<<<<

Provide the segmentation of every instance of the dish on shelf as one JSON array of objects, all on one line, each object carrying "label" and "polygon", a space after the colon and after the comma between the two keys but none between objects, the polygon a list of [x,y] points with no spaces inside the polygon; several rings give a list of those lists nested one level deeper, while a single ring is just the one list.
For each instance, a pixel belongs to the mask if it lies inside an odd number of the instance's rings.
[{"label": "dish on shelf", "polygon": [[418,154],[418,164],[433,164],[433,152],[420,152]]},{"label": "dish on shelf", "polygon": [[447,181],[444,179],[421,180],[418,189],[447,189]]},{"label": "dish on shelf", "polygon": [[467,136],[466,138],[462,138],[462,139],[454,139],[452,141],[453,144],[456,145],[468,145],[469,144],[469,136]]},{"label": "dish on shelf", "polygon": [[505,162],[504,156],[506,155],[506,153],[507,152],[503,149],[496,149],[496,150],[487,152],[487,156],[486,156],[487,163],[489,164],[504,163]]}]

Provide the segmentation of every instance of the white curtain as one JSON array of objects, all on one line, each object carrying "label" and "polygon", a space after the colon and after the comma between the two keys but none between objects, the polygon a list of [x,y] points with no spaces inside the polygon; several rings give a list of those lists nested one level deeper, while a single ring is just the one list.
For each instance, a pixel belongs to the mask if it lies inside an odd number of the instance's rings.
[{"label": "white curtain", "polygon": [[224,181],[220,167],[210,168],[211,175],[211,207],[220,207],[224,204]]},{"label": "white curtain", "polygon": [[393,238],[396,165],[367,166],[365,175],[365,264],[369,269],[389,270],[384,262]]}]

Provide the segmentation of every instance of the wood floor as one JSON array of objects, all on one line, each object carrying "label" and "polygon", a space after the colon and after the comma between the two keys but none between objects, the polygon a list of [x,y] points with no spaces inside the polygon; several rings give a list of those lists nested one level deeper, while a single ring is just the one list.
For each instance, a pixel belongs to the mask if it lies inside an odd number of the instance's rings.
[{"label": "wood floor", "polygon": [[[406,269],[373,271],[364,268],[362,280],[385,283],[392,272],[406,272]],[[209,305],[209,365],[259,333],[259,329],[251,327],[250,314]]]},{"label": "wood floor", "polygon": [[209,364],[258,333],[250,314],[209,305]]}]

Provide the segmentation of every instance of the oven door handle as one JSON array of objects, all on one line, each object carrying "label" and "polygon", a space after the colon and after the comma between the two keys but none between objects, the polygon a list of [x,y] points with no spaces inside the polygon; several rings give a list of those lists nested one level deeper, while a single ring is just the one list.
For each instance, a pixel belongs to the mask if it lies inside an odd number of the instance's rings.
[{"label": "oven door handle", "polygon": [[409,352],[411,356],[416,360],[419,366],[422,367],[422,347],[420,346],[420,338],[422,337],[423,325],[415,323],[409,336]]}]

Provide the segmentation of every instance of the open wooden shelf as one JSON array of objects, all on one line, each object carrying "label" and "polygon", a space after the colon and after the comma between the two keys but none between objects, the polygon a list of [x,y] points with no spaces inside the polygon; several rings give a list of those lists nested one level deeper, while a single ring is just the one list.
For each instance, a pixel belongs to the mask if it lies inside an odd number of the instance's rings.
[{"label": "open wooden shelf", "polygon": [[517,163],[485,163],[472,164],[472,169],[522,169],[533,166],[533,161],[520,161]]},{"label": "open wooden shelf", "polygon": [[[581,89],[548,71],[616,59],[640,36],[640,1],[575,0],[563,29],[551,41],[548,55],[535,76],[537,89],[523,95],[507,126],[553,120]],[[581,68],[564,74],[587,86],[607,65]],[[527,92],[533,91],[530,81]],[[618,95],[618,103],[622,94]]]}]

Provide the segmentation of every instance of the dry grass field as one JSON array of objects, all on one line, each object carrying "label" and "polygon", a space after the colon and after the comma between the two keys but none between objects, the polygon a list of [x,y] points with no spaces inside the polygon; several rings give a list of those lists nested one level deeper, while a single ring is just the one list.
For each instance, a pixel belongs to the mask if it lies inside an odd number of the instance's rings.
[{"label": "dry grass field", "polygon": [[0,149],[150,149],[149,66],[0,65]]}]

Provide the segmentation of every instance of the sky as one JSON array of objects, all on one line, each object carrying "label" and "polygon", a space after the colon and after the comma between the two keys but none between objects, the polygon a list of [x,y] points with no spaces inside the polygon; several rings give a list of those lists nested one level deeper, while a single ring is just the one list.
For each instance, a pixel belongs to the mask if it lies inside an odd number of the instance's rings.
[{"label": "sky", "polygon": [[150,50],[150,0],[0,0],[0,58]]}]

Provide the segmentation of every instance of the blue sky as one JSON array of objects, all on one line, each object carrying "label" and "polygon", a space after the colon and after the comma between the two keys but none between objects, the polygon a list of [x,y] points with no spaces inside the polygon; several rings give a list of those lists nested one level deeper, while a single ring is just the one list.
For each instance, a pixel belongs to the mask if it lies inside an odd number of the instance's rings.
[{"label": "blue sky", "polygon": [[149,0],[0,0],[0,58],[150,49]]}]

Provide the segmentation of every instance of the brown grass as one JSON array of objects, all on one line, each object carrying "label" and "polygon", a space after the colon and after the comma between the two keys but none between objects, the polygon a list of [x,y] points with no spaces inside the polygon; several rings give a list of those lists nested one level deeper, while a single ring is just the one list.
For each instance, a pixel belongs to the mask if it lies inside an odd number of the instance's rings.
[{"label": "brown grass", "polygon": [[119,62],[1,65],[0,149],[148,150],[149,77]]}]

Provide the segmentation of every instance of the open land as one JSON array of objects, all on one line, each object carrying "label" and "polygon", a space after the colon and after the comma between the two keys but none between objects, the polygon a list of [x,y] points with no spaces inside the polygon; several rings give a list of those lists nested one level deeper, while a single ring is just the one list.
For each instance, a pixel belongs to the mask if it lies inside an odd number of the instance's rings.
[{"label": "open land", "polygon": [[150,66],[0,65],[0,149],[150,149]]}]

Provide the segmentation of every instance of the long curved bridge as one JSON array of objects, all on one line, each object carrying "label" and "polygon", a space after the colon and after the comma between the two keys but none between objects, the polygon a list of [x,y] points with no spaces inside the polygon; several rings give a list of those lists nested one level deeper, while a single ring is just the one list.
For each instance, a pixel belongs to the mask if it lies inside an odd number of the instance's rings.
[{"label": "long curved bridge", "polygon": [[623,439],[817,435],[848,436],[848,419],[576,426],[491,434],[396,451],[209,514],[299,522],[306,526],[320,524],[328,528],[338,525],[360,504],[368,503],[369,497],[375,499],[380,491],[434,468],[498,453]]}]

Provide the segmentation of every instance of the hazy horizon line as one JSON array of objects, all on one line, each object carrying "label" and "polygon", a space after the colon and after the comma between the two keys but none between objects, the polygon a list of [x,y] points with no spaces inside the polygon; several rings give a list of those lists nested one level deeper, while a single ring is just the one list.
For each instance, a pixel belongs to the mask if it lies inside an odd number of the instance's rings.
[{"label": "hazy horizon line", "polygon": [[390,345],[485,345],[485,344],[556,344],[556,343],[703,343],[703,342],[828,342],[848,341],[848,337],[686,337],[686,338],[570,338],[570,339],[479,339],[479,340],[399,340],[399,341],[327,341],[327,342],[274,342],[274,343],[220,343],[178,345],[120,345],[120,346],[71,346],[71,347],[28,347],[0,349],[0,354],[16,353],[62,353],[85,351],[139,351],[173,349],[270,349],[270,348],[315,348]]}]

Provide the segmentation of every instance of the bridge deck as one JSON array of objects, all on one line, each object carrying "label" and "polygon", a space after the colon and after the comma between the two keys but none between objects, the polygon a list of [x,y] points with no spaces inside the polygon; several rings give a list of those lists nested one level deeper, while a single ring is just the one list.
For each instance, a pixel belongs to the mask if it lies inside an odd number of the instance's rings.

>>>>

Short task> Reproduce the data in full, exactly as presented.

Final answer>
Provide the segmentation of every instance of the dish on shelf as one JSON array of objects, all on one line, each object carrying "label" and "polygon", a space after the colon and after the comma between the two keys but none between objects, the polygon a list of [x,y] points with no spaces inside the polygon; several rings give a list of those lists nested one level deeper, while a single ring is just the one list.
For each instance, a pixel belongs to the mask if it lies inside an odd number of the instance's rings.
[{"label": "dish on shelf", "polygon": [[418,154],[418,164],[433,164],[433,152],[420,152]]},{"label": "dish on shelf", "polygon": [[447,181],[444,179],[421,180],[418,189],[447,189]]},{"label": "dish on shelf", "polygon": [[467,136],[466,138],[462,138],[462,139],[454,139],[452,141],[453,144],[456,145],[468,145],[469,144],[469,136]]},{"label": "dish on shelf", "polygon": [[505,162],[504,156],[506,155],[506,153],[507,152],[503,149],[496,149],[496,150],[487,152],[487,156],[486,156],[487,163],[489,164],[504,163]]}]

Provide the segmentation of every instance of the white curtain as one JSON array of objects, all on one line, each object carrying "label" and "polygon", a space after the colon and after the comma between the two keys but none between objects, the polygon a list of [x,y] points with no spaces inside the polygon; several rings give a list of those lists nested one level deeper, while a single ring is just the one list.
For each instance, a pixel belongs to the mask if it lies inside an odd number of the instance's rings.
[{"label": "white curtain", "polygon": [[224,181],[220,167],[210,168],[211,175],[211,207],[220,207],[224,204]]},{"label": "white curtain", "polygon": [[393,238],[396,165],[367,166],[365,175],[365,264],[369,269],[389,270],[384,262]]}]

Provide the segmentation of every instance of the wood floor as one JSON array of objects, all on one line, each object carrying "label" and "polygon", a space after the colon and after the comma between the two keys but none between objects, the polygon a list of [x,y] points with no spaces inside the polygon; several rings give a list of those lists nested one level deeper, while a single ring is just the one list.
For each instance, a pixel belongs to the mask if it lies inside an odd number of the instance's rings.
[{"label": "wood floor", "polygon": [[[406,269],[373,271],[364,268],[362,280],[385,283],[392,272],[406,272]],[[209,305],[209,365],[259,333],[259,329],[251,327],[250,314]]]},{"label": "wood floor", "polygon": [[209,364],[258,333],[250,314],[209,305]]}]

Provide the segmentation of every instance of the oven door handle as one JSON array of objects, all on one line, each object carrying "label" and "polygon", a space after the colon and after the comma between the two keys but none between objects, the polygon a list of [x,y] points with no spaces inside the polygon; several rings give a list of those lists nested one level deeper, while a single ring is just the one list.
For each instance, a pixel belongs to the mask if it lies inside an odd number of the instance's rings.
[{"label": "oven door handle", "polygon": [[409,352],[411,356],[416,360],[419,366],[422,367],[422,347],[420,346],[420,338],[422,337],[423,325],[415,323],[409,336]]}]

Provide the segmentation of every instance of the open wooden shelf as one JSON array of objects, all on one line, each object carrying "label" and "polygon", a space after the colon and after the comma between the two keys but none between objects, the polygon a list of [x,y] points with no spaces inside the polygon; several rings give a list of those lists nested one level deeper, while a single ring is just the one list.
For each instance, a pixel belongs to the mask if it lies inside an odd number of the instance's rings.
[{"label": "open wooden shelf", "polygon": [[517,163],[485,163],[472,164],[472,169],[522,169],[533,166],[533,161],[520,161]]},{"label": "open wooden shelf", "polygon": [[[581,89],[548,71],[616,59],[640,36],[640,1],[575,0],[563,29],[551,41],[548,55],[535,76],[537,89],[523,95],[507,126],[553,120]],[[581,68],[564,74],[587,86],[607,65]],[[527,92],[533,91],[530,81]],[[618,95],[618,103],[622,94]]]}]

Provide the segmentation of every instance of the dry grass field as one JSON array of objects, all on one line, each object carrying "label" and "polygon", a space after the colon and after the comma between the two keys but none between objects, the polygon a list of [x,y] points with no spaces inside the polygon; several rings give a list of those lists nested one level deeper, while a single ring is just the one list.
For each instance, a pixel belongs to the mask if it lies inside an odd number of the instance's rings.
[{"label": "dry grass field", "polygon": [[0,149],[150,149],[149,66],[0,65]]}]

Provide the segmentation of every instance of the sky as one JSON array of objects, all on one line, each object carrying "label" and "polygon", a space after the colon and after the comma between the two keys but none between objects, the polygon a list of [x,y] points with no spaces inside the polygon; several rings give a list of those lists nested one level deeper, while a single ring is just the one list.
For each instance, a pixel belongs to the mask if it lies inside an odd number of the instance's rings.
[{"label": "sky", "polygon": [[150,50],[150,0],[0,0],[0,58]]}]

Provide the segmentation of every instance of the blue sky as one JSON array of objects, all on one line, each object carrying "label" and "polygon", a space after the colon and after the comma between the two keys but none between objects, the polygon a list of [x,y] points with no spaces inside the polygon; several rings give a list of those lists nested one level deeper, while a single ring is just the one list.
For each instance, a pixel belongs to the mask if it lies inside an odd number of the instance's rings.
[{"label": "blue sky", "polygon": [[149,0],[0,0],[0,58],[150,49]]}]

Provide the segmentation of every instance of the brown grass as one JSON array of objects, all on one line, each object carrying "label" and "polygon", a space after the colon and after the comma between the two keys but none between objects, the polygon a list of [x,y] points with no spaces inside the polygon; several rings give a list of those lists nested one level deeper, while a single ring is just the one list.
For each instance, a pixel belongs to the mask if it lies inside an odd number of the instance's rings.
[{"label": "brown grass", "polygon": [[119,62],[1,65],[0,149],[148,150],[149,77]]}]

Provide the segmentation of every instance of the open land as one JSON array of objects, all on one line, each object carrying "label" and "polygon", a space after the colon and after the comma between the two keys but none between objects, the polygon a list of [x,y] points with no spaces inside the polygon; several rings give a list of those lists nested one level deeper, while a single ring is just the one list.
For each instance, a pixel belongs to the mask if it lies inside an odd number of the instance's rings.
[{"label": "open land", "polygon": [[150,66],[0,65],[0,149],[150,149]]}]

Provide the segmentation of every instance of the long curved bridge as one JSON array of objects, all on one line, each object carrying "label" and "polygon", a space after the colon and after the comma between the two keys but none between objects, the polygon a list of [x,y] points with no spaces inside the polygon; several rings give a list of those lists nested one level deeper, while a single ring is just the one list.
For each instance, a pixel belongs to the mask if it lies inside an odd number of the instance's rings.
[{"label": "long curved bridge", "polygon": [[623,439],[817,435],[848,436],[848,419],[576,426],[491,434],[396,451],[209,514],[299,522],[306,526],[320,524],[328,528],[338,525],[360,504],[368,503],[369,497],[375,499],[380,491],[434,468],[498,453]]}]

Provide the segmentation of every instance of the hazy horizon line as one JSON array of objects, all on one line, each object carrying "label" and "polygon", a space after the colon and after the comma between the two keys but none between objects, the polygon a list of [x,y] points with no spaces inside the polygon; several rings give a list of those lists nested one level deeper, while a single ring is just the one list.
For each instance, a pixel belongs to the mask if it lies inside an odd number of the instance's rings.
[{"label": "hazy horizon line", "polygon": [[390,345],[485,345],[485,344],[556,344],[556,343],[703,343],[703,342],[828,342],[848,341],[848,337],[686,337],[686,338],[570,338],[570,339],[479,339],[479,340],[399,340],[399,341],[327,341],[327,342],[274,342],[274,343],[220,343],[178,345],[120,345],[120,346],[71,346],[71,347],[28,347],[0,349],[0,354],[16,353],[62,353],[85,351],[139,351],[173,349],[270,349],[270,348],[315,348]]}]

Provide the segmentation of every instance of the bridge deck as one JSON array of objects, all on one line, each object carrying "label" and "polygon", a space after the colon and after the comma between the two keys but none between objects, the polygon a list of [x,y] points with no spaces inside the polygon; several rings give a list of those lists nested one level deeper, while a single ring is just the one list.
For each instance, a pixel belongs to the mask if it lies inside an odd number of the instance's rings.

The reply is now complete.